Quais os maiores desafios de ser uma editora no Brasil?

Me interessa falar de uma questão atual que é puramente material: os custos de impressão dos livros. Devido ao monopólio da indústria do papel e ao aumento do dólar nos últimos tempos, o custo de impressão praticamente dobrou de três anos para cá. Isso nos traz várias dificuldades. A mais imediata é o aumento do preço do livro no mercado e, portanto, a inviabilidade de sua plena democratização. Muita gente fala que o Brasil não tem leitores, mas antes de responsabilizarmos os indivíduos, vale nos perguntarmos se as condições oferecidas para o acesso ao livro são também satisfatórias. Faltam apoio, regulação do mercado, quebra de monopólios e por aí vai. 

 

Quais serão os próximos capítulos de sua editora?

○ ○ ○ ○

Por favor, transcreva literalmente a parte do trecho da página que começa com as palavras "Me interessa falar" e termina com "de sua editora?". Os registros vêm de outra fonte.

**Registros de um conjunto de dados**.

○ ○ ○ ○

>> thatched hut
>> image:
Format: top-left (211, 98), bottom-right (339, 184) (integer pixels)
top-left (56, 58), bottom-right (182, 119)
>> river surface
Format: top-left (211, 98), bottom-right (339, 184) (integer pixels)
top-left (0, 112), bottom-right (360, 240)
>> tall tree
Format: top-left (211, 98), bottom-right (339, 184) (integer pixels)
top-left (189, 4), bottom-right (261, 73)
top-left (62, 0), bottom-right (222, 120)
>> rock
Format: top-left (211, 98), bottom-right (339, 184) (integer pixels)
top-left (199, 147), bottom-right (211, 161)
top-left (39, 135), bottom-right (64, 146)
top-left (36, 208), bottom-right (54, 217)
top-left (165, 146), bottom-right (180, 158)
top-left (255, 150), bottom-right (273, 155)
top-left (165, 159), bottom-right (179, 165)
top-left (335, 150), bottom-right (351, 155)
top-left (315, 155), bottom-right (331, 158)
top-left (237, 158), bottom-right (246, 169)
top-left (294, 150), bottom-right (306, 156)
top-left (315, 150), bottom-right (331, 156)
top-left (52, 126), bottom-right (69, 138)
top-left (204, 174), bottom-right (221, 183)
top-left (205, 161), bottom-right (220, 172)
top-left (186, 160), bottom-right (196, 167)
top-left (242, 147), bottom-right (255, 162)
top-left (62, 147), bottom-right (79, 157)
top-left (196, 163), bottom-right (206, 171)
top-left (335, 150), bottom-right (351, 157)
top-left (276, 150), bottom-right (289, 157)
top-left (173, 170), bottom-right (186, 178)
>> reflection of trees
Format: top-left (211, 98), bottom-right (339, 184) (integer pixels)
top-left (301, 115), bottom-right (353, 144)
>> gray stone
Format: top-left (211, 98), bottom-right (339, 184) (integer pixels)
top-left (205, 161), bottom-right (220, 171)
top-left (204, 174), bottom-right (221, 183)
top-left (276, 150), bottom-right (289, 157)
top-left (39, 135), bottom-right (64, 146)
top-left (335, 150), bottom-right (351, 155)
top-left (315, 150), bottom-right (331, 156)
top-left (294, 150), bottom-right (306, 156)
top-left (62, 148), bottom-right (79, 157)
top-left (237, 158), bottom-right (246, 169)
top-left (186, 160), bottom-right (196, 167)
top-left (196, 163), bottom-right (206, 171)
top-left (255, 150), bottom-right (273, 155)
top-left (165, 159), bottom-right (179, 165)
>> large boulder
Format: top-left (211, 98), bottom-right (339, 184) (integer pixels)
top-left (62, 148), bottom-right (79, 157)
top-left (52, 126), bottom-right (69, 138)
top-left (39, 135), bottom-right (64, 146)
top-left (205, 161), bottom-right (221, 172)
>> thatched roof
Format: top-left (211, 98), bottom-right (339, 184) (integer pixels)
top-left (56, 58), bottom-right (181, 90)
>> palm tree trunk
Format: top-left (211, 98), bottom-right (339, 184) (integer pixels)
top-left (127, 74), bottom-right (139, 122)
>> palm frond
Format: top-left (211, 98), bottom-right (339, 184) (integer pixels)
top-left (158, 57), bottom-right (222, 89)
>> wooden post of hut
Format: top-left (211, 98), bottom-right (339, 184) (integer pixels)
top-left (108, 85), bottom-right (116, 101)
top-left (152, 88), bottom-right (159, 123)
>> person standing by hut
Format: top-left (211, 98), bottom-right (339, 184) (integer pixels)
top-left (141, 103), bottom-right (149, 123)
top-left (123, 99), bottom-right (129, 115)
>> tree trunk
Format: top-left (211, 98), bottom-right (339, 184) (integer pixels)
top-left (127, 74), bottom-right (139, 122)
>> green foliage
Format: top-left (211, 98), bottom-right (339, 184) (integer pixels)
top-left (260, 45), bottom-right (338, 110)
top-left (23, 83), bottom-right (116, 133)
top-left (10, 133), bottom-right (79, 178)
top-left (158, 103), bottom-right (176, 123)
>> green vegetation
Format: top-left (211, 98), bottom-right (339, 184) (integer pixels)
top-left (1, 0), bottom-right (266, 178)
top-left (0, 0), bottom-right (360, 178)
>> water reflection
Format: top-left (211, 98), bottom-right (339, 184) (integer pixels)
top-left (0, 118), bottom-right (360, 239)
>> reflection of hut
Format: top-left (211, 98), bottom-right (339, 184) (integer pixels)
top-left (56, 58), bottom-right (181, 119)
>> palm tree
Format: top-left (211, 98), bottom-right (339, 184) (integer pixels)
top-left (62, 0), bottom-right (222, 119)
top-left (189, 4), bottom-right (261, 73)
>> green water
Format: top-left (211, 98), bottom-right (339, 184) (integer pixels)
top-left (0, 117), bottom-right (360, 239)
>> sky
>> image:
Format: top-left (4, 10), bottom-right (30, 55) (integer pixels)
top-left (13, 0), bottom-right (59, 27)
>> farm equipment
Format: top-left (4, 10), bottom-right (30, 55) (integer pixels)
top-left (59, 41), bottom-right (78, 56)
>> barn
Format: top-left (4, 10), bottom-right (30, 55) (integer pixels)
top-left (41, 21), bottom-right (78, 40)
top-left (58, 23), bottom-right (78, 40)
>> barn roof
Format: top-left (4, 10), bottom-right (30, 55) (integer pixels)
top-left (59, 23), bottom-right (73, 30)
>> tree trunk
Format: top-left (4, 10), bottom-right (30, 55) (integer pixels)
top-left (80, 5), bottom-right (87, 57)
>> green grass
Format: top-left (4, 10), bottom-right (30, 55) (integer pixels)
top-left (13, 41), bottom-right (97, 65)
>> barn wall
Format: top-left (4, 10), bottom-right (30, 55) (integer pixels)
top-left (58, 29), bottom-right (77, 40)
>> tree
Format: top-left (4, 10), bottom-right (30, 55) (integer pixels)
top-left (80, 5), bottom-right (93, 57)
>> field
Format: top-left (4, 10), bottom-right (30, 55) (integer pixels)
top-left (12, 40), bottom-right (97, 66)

○ ○ ○ ○

**Resposta**.
Me interessa falar de uma questão atual que é puramente material: os custos de impressão dos livros. Devido ao monopólio da indústria do papel e ao aumento do dólar nos últimos tempos, o custo de impressão praticamente dobrou de três anos para cá. Isso nos traz várias dificuldades. A mais imediata é o aumento do preço do livro no mercado e, portanto, a inviabilidade de sua plena democratização. Muita gente fala que o Brasil não tem leitores, mas antes de responsabilizarmos os indivíduos, vale nos perguntarmos se as condições oferecidas para o acesso ao livro são também satisfatórias. Faltam apoio, regulação do mercado, quebra de monopólios e por aí vai. 

 

Quais serão os próximos capítulos de sua editora?